Reproduce everything from the line containing "Audit instructions — the first annotator's boxes for printed" down to the line containing "[458,190,500,205]", substituting "man sitting at desk" for "seated man" and leaving all else unchanged.
====== Stored rows ======
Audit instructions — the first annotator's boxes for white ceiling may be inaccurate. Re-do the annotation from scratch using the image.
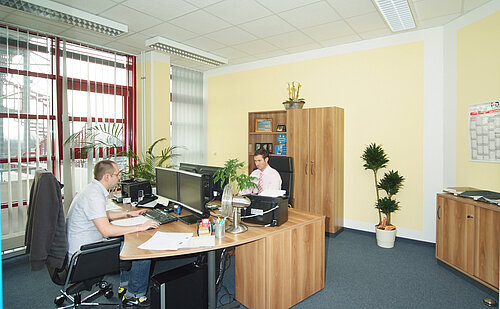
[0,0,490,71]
======
====== Stored rows ======
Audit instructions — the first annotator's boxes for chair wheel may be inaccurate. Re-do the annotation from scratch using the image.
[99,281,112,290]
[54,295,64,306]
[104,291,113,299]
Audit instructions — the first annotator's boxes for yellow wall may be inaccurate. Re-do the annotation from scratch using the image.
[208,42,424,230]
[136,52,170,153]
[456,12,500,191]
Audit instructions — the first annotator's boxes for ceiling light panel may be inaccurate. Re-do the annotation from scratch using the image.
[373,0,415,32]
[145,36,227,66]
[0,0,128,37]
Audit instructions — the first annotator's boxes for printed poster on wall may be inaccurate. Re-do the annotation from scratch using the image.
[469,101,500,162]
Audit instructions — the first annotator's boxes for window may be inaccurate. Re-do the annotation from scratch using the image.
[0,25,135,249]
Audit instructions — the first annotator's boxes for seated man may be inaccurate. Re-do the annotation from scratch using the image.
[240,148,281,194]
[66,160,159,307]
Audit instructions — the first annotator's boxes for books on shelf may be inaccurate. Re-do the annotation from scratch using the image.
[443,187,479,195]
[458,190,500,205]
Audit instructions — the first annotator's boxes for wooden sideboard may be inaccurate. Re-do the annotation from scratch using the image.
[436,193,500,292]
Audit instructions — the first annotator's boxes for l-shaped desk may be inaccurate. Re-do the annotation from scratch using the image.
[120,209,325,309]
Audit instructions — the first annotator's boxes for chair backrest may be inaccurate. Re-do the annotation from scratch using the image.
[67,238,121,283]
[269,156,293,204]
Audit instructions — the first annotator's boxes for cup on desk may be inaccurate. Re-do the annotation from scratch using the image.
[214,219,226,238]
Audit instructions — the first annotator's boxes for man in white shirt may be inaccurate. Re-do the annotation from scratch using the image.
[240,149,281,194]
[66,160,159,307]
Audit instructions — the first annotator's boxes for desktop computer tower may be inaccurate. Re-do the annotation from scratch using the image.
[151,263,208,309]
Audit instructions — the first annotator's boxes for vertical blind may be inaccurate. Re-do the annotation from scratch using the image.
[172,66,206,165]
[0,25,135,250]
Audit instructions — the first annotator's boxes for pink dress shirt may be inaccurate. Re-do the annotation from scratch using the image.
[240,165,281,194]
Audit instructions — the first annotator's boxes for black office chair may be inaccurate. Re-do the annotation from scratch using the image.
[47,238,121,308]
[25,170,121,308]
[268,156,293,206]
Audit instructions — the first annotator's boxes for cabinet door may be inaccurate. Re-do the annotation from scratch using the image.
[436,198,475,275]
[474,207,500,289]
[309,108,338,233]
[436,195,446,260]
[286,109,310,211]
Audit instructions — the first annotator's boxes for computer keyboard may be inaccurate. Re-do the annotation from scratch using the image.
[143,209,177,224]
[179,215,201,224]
======
**Result for this task:**
Audit instructions — the first annotator's boxes for printed poster on wall may be inaccurate. Re-do the annotation from scratch using the image.
[469,101,500,162]
Audit instructions — the first annotator's boxes for window may be inaccurate. Re-do the annotation from scratch using the image.
[0,25,135,249]
Audit instructions — the first annotator's boxes for man sitting at desk may be inaccurate. Re-do the annotation from scratch using the image.
[240,148,281,194]
[66,160,159,307]
Audit instructions — the first annotator's boxes for books on shelf may be inaccurate. Re-do the annotation from scratch using the image.
[443,187,479,195]
[458,190,500,205]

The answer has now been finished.